Awesome! An HVAC guy yesterday was just talking about how closing vents saves energy, and I was caught a bit flat footed on the reasons that's a bad idea, thanks for the great explanation!  
As far as comfort goes, lower/higher surface temps in those rooms could lead to mean radiant problems in adjacent rooms, correct?

Curt Kinder

Nate - ask the HVAC guy to PROVE that closing vents saves "prove" I mean gather all relevant data with vents closed vs open. A home with oversized ducts and properly sized equipment MIGHT save a few percent by closing vents to 1-2 unused rooms, but when is the last time you came across oversized ductwork? 
Bill - Possibly the best zoning system available for homes is Carrier's Infinity system. Its dampers are true modulating and it best manages excess air when just a small zone is calling. 
If the wallet isn't fat enough for Infinity, there are ways to compensate for minimum system airflow using off-the-shelf zoning gear. 
Any HVAC contractor whose zoning approach incorporates a return bypass should be sent packing. 
All of Allison's writing about further restricting likely-already-crappy ductwork are spot on. 
The Kickstarter people are in dire need of adult supervision and oughtn't be left alone with sharp tools or live circuits exceeding 9 Volts.

*Data provided:*
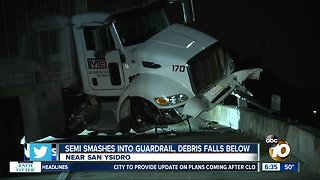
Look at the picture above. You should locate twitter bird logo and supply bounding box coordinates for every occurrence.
[33,146,48,159]
[29,143,52,161]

*Direction 1:* In the forum thread, which zoning system is called possibly the best one available for homes?
*Direction 2:* Copy the forum thread from the words "Awesome! An HVAC" through "across oversized ductwork?", replacing "vents" with "registers" in that part.

*Final result 1:* Carrier's Infinity system.

*Final result 2:*
Awesome! An HVAC guy yesterday was just talking about how closing registers saves energy, and I was caught a bit flat footed on the reasons that's a bad idea, thanks for the great explanation!  
As far as comfort goes, lower/higher surface temps in those rooms could lead to mean radiant problems in adjacent rooms, correct?

Curt Kinder

Nate - ask the HVAC guy to PROVE that closing registers saves "prove" I mean gather all relevant data with registers closed vs open. A home with oversized ducts and properly sized equipment MIGHT save a few percent by closing registers to 1-2 unused rooms, but when is the last time you came across oversized ductwork?